Text block:
• • •

André Usborne (born 16 October 1952) is a British luger and a former Captain in the British Royal Navy. He competed in the men's singles event at the 1984 Winter Olympics and went on to manage the luge team at the 1988 Winter Olympics in Calgary, Canada.

Personal life 
André Christopher Usborne was born on 16 October 1952 in Portsmouth, England. He is the eldest of 5 children and attended Purbrook Park School. In 1984 André married Veronica, together they have two sons, Peter (born 1985) and Neil (born 1986).

Luge 
Training predominantly on the Cresta Run, André competed at the FIBT World Championships 1982 and was awarded the Lord Trenchard Trophy and Auty Speed Cup for the fastest time recorded in the competition. André subsequently competed in men's singles at FIL European Luge Championships 1984 then at the 1984 Winter Olympics in Sarajevo.

• • •

Point-based annotation data:
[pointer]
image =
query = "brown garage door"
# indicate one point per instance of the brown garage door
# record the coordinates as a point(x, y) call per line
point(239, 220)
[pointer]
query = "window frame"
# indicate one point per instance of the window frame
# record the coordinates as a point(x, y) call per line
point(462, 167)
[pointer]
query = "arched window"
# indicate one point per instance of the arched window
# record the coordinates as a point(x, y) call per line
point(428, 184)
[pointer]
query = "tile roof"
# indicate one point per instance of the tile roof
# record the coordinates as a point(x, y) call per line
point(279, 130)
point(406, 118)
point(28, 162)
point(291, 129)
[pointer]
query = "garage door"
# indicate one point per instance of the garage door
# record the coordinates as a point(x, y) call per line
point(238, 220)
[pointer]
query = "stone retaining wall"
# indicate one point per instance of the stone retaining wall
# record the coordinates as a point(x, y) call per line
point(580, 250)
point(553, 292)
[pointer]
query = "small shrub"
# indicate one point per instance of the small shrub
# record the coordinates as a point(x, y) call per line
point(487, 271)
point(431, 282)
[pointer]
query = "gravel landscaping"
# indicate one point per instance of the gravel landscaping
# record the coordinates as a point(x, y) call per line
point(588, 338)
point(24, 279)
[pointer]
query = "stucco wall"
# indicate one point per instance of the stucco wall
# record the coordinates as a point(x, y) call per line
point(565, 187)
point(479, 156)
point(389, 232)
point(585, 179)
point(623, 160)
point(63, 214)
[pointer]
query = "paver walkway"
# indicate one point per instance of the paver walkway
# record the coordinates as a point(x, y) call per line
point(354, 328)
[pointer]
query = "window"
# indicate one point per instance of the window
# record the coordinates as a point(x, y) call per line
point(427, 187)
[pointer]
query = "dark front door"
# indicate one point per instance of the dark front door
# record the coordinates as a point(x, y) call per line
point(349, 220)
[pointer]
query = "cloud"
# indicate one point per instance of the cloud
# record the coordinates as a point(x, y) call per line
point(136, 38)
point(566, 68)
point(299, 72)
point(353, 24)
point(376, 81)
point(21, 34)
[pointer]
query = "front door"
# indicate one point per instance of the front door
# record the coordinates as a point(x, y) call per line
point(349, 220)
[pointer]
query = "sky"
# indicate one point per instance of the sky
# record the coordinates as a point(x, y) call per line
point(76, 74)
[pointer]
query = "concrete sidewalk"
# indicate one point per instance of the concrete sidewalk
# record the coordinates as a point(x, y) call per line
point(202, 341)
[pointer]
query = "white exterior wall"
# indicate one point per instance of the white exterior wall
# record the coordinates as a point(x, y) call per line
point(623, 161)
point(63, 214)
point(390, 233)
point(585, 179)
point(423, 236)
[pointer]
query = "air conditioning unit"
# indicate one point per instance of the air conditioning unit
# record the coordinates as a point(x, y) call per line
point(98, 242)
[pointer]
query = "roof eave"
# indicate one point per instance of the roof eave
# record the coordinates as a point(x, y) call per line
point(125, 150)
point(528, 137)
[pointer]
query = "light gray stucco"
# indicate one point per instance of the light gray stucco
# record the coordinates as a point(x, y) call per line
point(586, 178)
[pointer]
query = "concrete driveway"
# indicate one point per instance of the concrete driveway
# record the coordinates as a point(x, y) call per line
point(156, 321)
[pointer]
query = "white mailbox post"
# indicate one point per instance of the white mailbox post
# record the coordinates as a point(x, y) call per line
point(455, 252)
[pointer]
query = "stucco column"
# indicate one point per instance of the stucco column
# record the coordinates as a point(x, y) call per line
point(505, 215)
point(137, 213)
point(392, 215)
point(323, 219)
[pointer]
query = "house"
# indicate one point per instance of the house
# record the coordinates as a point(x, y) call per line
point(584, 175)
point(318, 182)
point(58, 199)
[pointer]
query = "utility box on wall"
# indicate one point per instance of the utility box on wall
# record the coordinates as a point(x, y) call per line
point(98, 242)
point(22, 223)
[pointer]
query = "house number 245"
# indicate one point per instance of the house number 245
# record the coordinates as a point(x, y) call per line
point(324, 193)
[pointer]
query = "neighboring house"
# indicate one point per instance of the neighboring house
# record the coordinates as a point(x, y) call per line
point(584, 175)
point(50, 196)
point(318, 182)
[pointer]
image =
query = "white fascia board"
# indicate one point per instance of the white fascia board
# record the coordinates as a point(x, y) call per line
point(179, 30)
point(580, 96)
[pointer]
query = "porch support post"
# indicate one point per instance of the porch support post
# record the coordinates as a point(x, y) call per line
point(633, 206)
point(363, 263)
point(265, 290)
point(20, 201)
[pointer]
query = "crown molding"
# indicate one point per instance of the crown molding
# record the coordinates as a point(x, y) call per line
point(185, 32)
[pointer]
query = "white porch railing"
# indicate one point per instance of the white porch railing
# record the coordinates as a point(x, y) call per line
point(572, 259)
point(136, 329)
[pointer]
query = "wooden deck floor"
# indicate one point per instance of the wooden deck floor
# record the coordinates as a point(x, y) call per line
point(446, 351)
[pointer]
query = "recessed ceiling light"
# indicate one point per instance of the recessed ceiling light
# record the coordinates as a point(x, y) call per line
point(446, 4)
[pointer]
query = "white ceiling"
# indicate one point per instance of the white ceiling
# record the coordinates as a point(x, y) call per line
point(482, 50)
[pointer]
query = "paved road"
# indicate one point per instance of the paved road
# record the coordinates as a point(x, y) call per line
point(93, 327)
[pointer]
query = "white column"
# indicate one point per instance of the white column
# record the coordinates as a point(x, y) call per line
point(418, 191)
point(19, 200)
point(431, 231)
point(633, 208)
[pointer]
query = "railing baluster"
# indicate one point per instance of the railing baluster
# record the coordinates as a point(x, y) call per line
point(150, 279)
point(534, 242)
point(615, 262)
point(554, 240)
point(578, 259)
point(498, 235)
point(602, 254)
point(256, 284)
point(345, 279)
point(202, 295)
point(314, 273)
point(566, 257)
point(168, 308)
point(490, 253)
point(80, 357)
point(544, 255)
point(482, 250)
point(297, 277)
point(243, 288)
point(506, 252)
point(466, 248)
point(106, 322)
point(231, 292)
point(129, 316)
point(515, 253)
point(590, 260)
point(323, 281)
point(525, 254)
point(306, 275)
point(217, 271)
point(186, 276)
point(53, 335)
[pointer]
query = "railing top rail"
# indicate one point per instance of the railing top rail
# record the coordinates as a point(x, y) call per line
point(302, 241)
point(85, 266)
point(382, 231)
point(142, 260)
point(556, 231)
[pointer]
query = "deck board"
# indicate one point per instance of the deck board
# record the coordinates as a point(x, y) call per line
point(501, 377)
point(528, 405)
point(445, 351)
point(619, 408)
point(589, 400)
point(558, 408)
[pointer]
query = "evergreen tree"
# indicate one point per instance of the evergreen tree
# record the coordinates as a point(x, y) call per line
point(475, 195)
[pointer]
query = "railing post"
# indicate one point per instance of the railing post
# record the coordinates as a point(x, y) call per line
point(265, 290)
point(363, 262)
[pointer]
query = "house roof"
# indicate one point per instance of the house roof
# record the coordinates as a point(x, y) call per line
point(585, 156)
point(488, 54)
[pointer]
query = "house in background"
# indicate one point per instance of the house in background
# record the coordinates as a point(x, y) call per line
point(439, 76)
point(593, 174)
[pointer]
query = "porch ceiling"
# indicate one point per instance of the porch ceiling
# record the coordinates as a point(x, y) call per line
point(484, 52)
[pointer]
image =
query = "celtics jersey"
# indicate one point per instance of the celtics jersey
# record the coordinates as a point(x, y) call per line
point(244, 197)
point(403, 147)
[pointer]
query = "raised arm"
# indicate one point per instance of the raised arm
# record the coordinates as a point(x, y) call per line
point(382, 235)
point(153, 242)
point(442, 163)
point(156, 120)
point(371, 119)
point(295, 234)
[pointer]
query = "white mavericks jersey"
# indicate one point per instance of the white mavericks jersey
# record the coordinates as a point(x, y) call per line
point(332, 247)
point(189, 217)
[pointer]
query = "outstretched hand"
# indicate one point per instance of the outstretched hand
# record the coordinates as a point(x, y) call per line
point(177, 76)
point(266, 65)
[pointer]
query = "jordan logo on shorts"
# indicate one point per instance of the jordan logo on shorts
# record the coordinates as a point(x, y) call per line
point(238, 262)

• • •

Objectives:
**a)** According to the André Usborne biography, which school did he attend?
**b)** Print the passage of the André Usborne biography between "Personal life" and "Neil (born 1986).", inclusive.
**c)** In one to three sentences, explain why the André Usborne biography says he was awarded the Lord Trenchard Trophy and Auty Speed Cup.

Full solutions:
**a)** Purbrook Park School

**b)**
Personal life 
André Christopher Usborne was born on 16 October 1952 in Portsmouth, England. He is the eldest of 5 children and attended Purbrook Park School. In 1984 André married Veronica, together they have two sons, Peter (born 1985) and Neil (born 1986).

**c)** He received both awards because he recorded the fastest time in the competition at the FIBT World Championships 1982.